▸ DER TEXT
· · · · · · ·

Was kann ich gegen Mobbing
unternehmen?
Vorauschicken muss ich hier,
dass ich weder Rechtsanwalt, noch Psychologe bin. Ich bin "nur"
ein, seit 14 Jahren gemobbter Beamter im öffentlichen Dienst.
Und seien Sie versichert, in diesem Zeitraum konnte ich viele Erfahrungen
sammeln. Was können Sie tun?
1. Schreiben Sie alles auf.
Wirklich alles. Auf anderen Seiten werden Mobbingtagebücher
und Beispiele angeboten. Verschwenden Sie keine Zeit auf die äußere
Form. Es ist nicht wichtig, ob Rechtschreibfehler darin enthalten
sind oder ob Sie schön geschrieben haben. Nur, dass Sie alles
mit Datum Uhrzeit und Ort des Geschehens festhalten. Wenn Sie Zeugen
haben, die Ihnen die Vorfälle bestätigen - um so besser.

· · · · · · ·

[Gespeicherte Datensätze]
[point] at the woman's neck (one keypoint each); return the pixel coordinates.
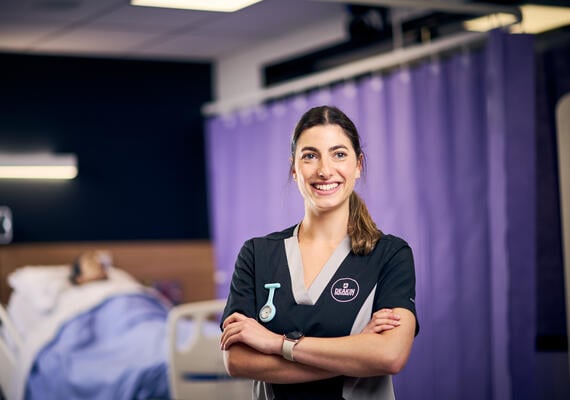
(329, 227)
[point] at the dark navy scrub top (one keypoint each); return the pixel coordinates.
(339, 302)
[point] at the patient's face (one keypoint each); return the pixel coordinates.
(92, 268)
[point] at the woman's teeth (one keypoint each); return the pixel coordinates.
(329, 186)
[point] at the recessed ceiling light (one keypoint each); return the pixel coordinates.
(535, 19)
(202, 5)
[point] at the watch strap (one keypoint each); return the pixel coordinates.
(287, 349)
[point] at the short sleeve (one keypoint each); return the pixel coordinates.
(397, 283)
(242, 289)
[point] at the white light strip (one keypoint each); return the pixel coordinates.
(536, 19)
(204, 5)
(38, 166)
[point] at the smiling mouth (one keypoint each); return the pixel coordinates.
(325, 187)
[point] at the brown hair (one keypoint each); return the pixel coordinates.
(362, 230)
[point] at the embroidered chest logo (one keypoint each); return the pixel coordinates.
(344, 290)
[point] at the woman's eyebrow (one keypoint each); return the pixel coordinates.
(310, 148)
(338, 146)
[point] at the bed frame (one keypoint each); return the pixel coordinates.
(191, 263)
(188, 262)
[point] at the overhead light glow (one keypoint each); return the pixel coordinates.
(535, 19)
(202, 5)
(38, 166)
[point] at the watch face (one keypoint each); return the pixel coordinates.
(295, 335)
(265, 312)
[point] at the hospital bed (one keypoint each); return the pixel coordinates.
(109, 339)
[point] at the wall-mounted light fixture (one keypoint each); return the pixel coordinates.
(38, 166)
(535, 19)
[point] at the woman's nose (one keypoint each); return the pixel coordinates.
(324, 170)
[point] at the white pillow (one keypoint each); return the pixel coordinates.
(40, 285)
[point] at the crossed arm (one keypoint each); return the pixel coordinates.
(383, 347)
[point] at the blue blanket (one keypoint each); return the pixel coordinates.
(117, 350)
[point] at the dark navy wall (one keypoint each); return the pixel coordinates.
(137, 131)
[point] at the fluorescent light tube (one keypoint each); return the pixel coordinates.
(204, 5)
(38, 166)
(535, 19)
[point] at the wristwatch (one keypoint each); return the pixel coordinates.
(289, 341)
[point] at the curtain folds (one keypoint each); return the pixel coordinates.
(449, 147)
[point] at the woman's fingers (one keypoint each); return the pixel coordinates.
(382, 320)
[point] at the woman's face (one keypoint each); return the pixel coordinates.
(325, 167)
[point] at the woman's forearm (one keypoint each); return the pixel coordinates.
(245, 362)
(361, 355)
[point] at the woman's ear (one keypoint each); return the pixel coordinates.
(292, 171)
(359, 166)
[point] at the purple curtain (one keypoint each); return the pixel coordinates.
(450, 168)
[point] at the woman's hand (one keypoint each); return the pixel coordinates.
(382, 320)
(240, 329)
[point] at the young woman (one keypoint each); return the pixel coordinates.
(324, 309)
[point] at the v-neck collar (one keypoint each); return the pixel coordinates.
(309, 296)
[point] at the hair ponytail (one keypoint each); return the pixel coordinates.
(363, 232)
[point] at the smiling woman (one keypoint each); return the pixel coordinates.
(341, 293)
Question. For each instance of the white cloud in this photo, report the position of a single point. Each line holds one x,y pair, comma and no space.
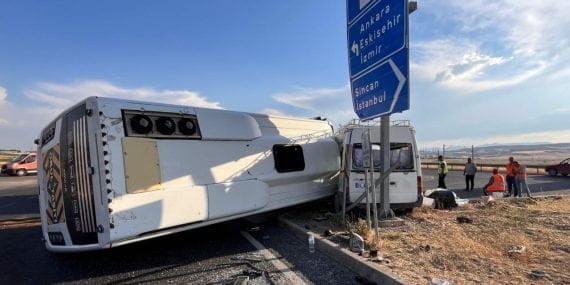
64,95
560,136
332,103
497,44
19,124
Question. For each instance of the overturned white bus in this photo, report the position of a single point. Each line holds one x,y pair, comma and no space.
112,171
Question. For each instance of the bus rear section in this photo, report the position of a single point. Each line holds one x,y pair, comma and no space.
117,171
405,190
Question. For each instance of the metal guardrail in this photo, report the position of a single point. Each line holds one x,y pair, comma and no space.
531,169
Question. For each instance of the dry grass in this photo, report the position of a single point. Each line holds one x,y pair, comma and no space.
477,253
6,157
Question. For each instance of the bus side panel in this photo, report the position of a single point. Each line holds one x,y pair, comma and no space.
226,199
139,213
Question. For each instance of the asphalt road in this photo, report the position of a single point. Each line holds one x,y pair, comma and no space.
18,196
212,255
538,184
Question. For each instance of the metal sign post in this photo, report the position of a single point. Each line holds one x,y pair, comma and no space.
374,204
385,210
368,164
378,56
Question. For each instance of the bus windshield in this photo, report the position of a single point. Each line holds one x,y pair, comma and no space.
399,152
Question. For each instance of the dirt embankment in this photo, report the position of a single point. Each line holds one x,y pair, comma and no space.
504,243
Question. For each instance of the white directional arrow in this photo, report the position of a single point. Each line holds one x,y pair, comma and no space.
401,81
355,49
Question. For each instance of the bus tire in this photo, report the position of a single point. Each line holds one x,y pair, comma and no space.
552,172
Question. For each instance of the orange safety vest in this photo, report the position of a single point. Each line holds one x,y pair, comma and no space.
521,172
498,184
510,170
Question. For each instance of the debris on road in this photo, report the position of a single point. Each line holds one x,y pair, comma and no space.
438,281
364,280
356,243
517,249
464,220
320,218
241,280
425,248
537,274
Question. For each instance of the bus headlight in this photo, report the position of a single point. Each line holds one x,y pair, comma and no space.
186,126
141,124
165,125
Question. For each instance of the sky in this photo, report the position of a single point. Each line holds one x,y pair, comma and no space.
481,72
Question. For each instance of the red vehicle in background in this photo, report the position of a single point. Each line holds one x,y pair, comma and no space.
23,164
562,168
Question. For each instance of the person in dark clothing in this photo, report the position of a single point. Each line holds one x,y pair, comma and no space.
442,172
511,174
469,172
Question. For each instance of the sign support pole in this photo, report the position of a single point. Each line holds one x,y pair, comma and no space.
367,188
374,201
385,210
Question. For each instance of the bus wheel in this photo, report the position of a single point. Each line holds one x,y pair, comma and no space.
337,202
552,172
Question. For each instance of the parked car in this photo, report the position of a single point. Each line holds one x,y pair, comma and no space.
23,164
562,168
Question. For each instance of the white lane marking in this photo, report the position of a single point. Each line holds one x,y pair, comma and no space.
289,274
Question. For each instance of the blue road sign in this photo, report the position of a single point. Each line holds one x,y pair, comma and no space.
377,32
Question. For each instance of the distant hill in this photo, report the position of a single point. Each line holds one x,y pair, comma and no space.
546,153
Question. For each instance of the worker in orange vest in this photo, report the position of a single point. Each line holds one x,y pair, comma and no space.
520,180
496,183
511,176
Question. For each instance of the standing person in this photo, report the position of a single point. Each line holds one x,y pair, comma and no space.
520,180
441,171
496,183
511,185
469,173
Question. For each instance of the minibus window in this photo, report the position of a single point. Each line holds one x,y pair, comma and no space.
19,158
399,152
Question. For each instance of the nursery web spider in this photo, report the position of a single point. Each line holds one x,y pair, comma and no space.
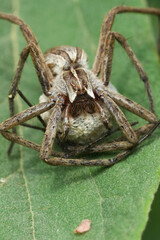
76,106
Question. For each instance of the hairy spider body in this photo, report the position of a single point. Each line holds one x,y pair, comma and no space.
85,117
79,105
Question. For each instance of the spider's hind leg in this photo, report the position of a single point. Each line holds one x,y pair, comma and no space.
14,85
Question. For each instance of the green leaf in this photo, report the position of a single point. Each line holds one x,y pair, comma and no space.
42,202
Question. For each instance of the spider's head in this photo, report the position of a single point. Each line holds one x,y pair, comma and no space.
70,64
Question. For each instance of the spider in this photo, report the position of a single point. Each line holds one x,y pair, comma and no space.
78,105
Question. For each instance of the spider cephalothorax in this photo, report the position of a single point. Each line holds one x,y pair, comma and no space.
78,105
85,117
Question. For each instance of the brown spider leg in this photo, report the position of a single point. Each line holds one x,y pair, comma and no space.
12,92
118,115
118,144
66,120
13,89
59,159
26,115
104,118
54,161
107,62
107,26
132,106
43,72
51,128
30,105
26,143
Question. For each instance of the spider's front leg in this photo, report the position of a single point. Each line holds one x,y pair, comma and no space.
106,65
43,72
103,59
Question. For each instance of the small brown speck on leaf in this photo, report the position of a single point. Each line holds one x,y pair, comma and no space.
84,226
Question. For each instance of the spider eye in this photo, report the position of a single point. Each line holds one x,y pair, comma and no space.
54,74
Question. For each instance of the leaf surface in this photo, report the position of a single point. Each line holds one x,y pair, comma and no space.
42,202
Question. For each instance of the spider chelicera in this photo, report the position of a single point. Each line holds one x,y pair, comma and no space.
77,107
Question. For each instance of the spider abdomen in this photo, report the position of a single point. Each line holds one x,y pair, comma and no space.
83,129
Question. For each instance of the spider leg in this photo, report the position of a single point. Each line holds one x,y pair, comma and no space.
100,162
43,72
26,143
107,26
118,144
51,128
14,88
107,62
26,115
132,106
119,116
59,158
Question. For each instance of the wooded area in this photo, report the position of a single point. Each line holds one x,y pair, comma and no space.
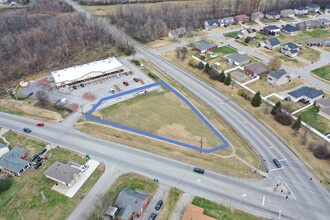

· · · · · · ·

▸ ZU ERLEDIGEN
a - Erklären Sie in ein bis drei Sätzen, warum man laut dem Text über Mobbing keine Zeit auf die äußere Form der Aufzeichnungen verwenden soll.
b - Geben Sie den Inhalt des Textes über Mobbing in zwei Sätzen wieder.
c - Seit wie vielen Jahren wird die Person, die den Text über Mobbing geschrieben hat, gemobbt?
Die Datensätze kommen aus einer anderen Quelle.

▸ DIE ANTWORTEN
a - Rechtschreibfehler oder eine schöne Schrift sind nicht wichtig. Es kommt nur darauf an, dass alles mit Datum, Uhrzeit und Ort des Geschehens festgehalten wird.

b - Die schreibende Person ist weder Rechtsanwalt noch Psychologe, sondern ein seit 14 Jahren gemobbter Beamter im öffentlichen Dienst mit vielen Erfahrungen. Als ersten Rat empfiehlt sie, wirklich alles mit Datum, Uhrzeit und Ort aufzuschreiben, ohne auf die Form zu achten, und möglichst Zeugen für die Vorfälle zu haben.

c - Seit 14 Jahren.